• [TASK] Your output must be the line containing "Find the row of wooden" followed by every later line in the entries below, all copied exactly.

(Items listed in a dataset)
▼

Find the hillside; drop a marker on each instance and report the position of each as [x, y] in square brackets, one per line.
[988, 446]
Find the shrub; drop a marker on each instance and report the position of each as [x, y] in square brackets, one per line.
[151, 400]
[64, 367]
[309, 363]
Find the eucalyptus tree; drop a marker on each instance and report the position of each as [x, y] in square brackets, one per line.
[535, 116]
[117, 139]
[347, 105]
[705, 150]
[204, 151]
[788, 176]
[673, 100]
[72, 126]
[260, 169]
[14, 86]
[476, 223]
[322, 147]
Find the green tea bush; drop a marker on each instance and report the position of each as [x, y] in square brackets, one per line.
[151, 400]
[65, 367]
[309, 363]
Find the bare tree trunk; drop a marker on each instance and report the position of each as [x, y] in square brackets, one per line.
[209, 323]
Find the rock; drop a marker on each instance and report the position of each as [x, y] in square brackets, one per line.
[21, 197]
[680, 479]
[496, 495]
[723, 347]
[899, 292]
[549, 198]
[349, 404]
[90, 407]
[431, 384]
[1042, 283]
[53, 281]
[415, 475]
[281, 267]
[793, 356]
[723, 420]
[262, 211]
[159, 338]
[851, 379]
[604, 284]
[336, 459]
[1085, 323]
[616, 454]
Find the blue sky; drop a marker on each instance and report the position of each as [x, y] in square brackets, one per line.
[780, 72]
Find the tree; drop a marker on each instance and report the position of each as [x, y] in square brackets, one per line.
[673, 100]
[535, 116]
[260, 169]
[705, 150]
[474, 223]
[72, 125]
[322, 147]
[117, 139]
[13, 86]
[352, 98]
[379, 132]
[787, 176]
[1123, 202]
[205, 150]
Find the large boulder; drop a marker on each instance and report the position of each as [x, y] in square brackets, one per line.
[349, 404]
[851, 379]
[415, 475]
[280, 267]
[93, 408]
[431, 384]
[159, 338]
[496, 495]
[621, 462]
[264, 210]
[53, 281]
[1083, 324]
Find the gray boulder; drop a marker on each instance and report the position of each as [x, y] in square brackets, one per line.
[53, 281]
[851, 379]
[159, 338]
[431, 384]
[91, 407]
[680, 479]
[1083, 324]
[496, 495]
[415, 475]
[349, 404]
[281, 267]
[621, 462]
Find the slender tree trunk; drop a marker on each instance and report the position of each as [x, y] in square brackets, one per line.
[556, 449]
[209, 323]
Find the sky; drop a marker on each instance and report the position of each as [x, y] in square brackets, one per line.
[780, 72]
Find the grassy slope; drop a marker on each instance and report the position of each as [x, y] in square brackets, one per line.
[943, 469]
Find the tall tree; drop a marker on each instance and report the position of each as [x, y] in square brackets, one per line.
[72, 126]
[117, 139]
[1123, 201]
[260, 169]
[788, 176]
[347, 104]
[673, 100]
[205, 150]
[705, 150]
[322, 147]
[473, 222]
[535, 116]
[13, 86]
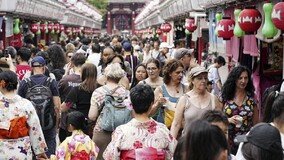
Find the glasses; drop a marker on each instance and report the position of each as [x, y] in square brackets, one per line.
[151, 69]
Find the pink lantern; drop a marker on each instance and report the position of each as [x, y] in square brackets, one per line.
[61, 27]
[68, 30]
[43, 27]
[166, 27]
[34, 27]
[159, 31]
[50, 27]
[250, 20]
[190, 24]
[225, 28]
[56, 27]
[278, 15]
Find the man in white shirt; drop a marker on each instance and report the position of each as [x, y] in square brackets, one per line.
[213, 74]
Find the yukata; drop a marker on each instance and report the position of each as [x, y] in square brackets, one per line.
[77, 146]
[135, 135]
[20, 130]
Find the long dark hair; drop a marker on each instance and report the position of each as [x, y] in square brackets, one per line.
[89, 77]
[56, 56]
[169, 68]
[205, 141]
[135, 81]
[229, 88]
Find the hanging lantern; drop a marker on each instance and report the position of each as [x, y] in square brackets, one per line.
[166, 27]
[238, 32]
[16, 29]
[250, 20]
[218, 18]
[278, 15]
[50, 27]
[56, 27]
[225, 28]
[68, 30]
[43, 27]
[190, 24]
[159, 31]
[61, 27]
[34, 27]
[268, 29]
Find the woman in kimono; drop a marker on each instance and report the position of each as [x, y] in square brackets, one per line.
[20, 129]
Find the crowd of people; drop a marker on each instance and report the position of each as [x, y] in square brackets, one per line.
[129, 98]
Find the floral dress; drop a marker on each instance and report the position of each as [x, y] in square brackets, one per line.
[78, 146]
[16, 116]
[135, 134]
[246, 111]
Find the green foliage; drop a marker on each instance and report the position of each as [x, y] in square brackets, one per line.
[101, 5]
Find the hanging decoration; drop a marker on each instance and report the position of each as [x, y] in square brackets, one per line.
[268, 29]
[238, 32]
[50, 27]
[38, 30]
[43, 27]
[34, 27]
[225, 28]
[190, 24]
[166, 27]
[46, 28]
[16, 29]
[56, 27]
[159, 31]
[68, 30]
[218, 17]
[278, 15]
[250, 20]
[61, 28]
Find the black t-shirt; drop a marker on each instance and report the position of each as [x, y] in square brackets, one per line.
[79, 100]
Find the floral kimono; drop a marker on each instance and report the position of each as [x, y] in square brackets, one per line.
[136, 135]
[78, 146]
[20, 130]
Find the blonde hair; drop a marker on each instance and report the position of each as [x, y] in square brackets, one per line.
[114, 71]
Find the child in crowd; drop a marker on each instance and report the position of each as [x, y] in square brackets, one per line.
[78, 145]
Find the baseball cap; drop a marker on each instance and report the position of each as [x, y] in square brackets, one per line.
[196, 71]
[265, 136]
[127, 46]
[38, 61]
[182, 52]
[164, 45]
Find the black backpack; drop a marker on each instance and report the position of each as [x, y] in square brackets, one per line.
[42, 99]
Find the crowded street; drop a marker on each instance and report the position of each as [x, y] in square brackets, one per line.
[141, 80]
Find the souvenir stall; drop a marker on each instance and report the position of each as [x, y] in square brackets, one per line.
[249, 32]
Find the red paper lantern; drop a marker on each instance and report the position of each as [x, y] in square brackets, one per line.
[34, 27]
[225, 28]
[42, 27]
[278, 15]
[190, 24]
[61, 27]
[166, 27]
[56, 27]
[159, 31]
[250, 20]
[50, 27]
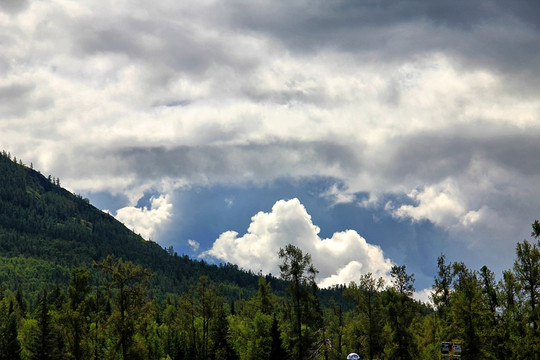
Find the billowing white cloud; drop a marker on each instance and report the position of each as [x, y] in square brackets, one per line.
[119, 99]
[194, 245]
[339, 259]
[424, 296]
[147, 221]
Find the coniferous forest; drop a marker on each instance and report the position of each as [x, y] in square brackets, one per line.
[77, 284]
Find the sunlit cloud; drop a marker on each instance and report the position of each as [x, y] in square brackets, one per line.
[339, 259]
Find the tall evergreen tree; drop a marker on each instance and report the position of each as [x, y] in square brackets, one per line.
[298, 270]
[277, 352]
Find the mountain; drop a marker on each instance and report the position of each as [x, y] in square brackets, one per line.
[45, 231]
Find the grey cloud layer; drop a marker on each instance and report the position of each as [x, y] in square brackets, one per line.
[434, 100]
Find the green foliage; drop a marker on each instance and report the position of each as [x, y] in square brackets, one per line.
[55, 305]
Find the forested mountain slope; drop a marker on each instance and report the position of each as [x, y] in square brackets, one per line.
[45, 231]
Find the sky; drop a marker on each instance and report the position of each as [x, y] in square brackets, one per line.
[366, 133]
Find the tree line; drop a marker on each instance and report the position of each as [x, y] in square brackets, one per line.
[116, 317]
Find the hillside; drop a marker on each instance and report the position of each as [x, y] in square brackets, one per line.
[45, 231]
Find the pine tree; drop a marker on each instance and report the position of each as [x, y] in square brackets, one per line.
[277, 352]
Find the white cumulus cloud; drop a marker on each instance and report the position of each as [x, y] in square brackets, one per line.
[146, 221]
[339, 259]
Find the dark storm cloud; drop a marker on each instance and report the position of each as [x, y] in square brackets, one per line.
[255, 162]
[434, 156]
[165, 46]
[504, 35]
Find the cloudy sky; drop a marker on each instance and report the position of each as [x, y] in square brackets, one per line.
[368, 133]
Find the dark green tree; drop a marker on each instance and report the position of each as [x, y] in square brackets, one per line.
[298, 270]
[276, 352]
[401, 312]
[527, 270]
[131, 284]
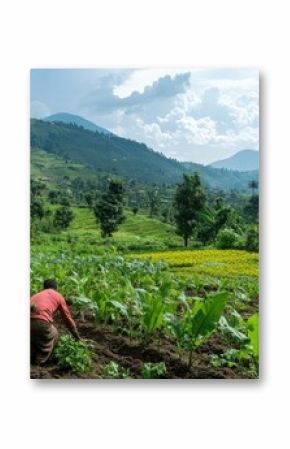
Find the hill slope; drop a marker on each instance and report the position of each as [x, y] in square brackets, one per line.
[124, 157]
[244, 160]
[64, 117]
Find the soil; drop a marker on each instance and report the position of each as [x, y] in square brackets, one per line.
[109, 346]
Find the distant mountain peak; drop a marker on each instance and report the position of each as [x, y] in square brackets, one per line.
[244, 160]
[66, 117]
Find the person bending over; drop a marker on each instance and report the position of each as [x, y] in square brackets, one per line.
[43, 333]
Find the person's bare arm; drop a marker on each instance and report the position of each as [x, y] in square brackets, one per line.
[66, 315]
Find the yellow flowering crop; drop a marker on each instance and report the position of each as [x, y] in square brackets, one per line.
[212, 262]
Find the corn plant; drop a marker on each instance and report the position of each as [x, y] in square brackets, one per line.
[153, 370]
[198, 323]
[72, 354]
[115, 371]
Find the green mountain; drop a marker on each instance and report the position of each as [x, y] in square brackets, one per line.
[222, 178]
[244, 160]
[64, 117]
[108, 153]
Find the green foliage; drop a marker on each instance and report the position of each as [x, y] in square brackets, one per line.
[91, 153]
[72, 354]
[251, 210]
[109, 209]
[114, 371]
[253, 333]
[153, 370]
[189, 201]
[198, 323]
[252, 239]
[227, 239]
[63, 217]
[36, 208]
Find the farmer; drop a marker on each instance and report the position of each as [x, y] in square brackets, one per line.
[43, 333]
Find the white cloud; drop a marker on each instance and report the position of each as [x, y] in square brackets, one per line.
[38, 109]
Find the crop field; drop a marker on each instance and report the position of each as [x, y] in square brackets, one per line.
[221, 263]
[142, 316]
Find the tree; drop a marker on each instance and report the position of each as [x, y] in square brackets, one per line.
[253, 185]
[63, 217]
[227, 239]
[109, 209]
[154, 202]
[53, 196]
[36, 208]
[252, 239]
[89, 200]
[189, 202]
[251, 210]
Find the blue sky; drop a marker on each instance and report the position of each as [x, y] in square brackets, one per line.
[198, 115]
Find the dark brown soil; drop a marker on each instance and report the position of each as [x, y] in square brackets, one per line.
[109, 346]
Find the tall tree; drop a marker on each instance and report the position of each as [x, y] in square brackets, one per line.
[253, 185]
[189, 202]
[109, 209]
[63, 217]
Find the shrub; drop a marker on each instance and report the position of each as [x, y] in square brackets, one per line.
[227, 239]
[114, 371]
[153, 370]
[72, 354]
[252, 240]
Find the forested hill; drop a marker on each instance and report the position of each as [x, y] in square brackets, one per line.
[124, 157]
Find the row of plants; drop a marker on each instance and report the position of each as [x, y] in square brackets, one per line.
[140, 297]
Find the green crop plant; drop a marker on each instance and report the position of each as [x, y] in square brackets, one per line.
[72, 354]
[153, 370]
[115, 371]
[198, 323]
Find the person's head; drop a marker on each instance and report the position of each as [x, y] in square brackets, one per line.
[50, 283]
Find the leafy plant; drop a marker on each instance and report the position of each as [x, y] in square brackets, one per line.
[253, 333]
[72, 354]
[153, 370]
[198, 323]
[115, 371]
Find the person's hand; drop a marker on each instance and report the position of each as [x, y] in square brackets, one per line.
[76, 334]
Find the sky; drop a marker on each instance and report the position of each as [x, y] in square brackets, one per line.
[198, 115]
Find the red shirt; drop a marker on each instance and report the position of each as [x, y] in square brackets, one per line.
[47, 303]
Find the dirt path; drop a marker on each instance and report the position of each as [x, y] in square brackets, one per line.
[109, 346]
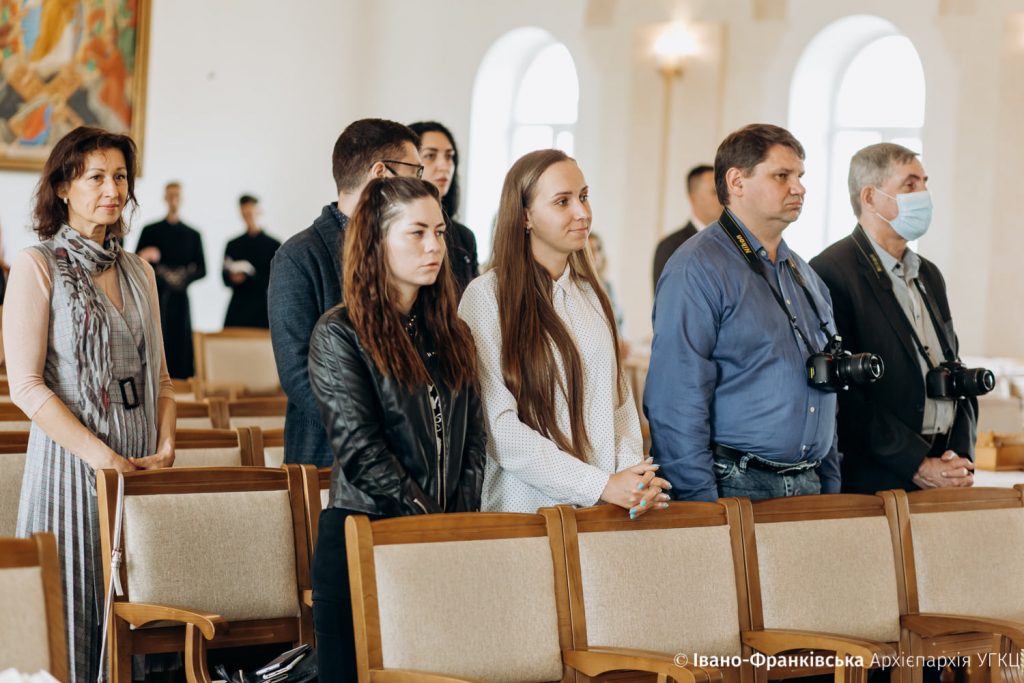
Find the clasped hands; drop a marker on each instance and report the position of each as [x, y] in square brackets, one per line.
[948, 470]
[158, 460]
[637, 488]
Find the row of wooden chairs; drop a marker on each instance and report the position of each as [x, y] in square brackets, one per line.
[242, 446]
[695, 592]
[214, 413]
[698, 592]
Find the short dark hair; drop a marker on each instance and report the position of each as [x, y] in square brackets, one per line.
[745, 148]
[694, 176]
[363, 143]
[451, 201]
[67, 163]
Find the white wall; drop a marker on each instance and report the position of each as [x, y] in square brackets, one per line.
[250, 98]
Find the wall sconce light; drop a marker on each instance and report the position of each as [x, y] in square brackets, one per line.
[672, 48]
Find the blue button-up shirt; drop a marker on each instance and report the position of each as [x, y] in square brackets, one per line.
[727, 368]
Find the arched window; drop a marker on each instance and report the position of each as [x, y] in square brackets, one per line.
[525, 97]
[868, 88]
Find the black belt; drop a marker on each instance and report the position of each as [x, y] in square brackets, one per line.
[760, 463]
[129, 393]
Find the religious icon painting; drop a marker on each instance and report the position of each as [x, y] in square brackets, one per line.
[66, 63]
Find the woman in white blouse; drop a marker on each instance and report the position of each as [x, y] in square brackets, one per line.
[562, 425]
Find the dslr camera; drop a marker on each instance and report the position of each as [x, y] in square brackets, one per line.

▲

• [OUTPUT]
Find the row of wooden chairs; drop a marker on each instance and report the position of each as [x, y] in square brackets, one per line.
[242, 446]
[695, 592]
[214, 413]
[698, 592]
Find the short dark hair; drop a marker on each instance and report the position of each as [x, y] in square brackets, one per line.
[745, 148]
[694, 176]
[363, 143]
[451, 201]
[67, 163]
Find the white wall; drop a marker on each instance and report the position of each as [x, y] in square brackets, one per line.
[250, 98]
Find the wall sconce light; drop a marker on each instance and report the position of each as [x, y] in square brackets, one per line.
[672, 48]
Find the blue button-up shirt; drop a marker on each instance and report the position of each as [x, y] in square brackets, one per line.
[727, 368]
Find the arched window; drop a marker on each instance and report the position of each as [x, y] in square brackets, one per line.
[525, 97]
[868, 88]
Find the black belt; drop a marker on each instance and report the position of each as [x, y] in square brackets, one per line.
[760, 463]
[129, 393]
Find the religious icon painting; drop a marker on each instance and report the position of each as [x, y] in square brackets, one per line.
[66, 63]
Find the woman in white blouse; drop a marker on each instance and report the position of each as [x, y] in square brackets, one per line.
[562, 425]
Find the dslr camera; drop a marker on each instance and report the position of each as [x, y] in square brackets, one per line.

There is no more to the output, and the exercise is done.